(Text excerpt):
______________________________
Vulnerabilities can result from different type of inputs but it is important to share the same vulnerability scoring system and criteria in order to be able to make an assessment and prioritization.
Common Vulnerability Scoring System CVSS version 3.1 [4] allows to define an overall scoring of a vulnerability based on the following metric groups as defined in Figure 3: • Basic: intrinsic qualities of a vulnerability that are constant over time and across user environments • Temporal: characteristics of a vulnerability that change over time • Environmental: characteristics of a vulnerability that are unique to a user's environment It is the environmental metrics groups that will allow an organization to reassess the vulnerability overall scoring regarding its own environment (affected primary/supporting assets, etc.).
______________________________
(Raw data):
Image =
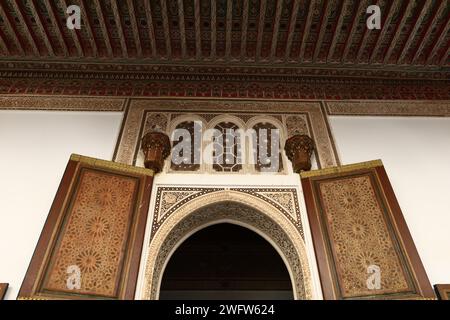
______________________________
(To do):
(1) From the CVSS passage, return the part that begins at the words "Common Vulnerability Scoring" and stops after "primary/supporting assets, etc.).".
(2) In the CVSS passage, which metric group lets an organization reassess a vulnerability's overall score for its own environment?

(Responses by task):
(1)
Common Vulnerability Scoring System CVSS version 3.1 [4] allows to define an overall scoring of a vulnerability based on the following metric groups as defined in Figure 3: • Basic: intrinsic qualities of a vulnerability that are constant over time and across user environments • Temporal: characteristics of a vulnerability that change over time • Environmental: characteristics of a vulnerability that are unique to a user's environment It is the environmental metrics groups that will allow an organization to reassess the vulnerability overall scoring regarding its own environment (affected primary/supporting assets, etc.).

(2) The environmental metrics group.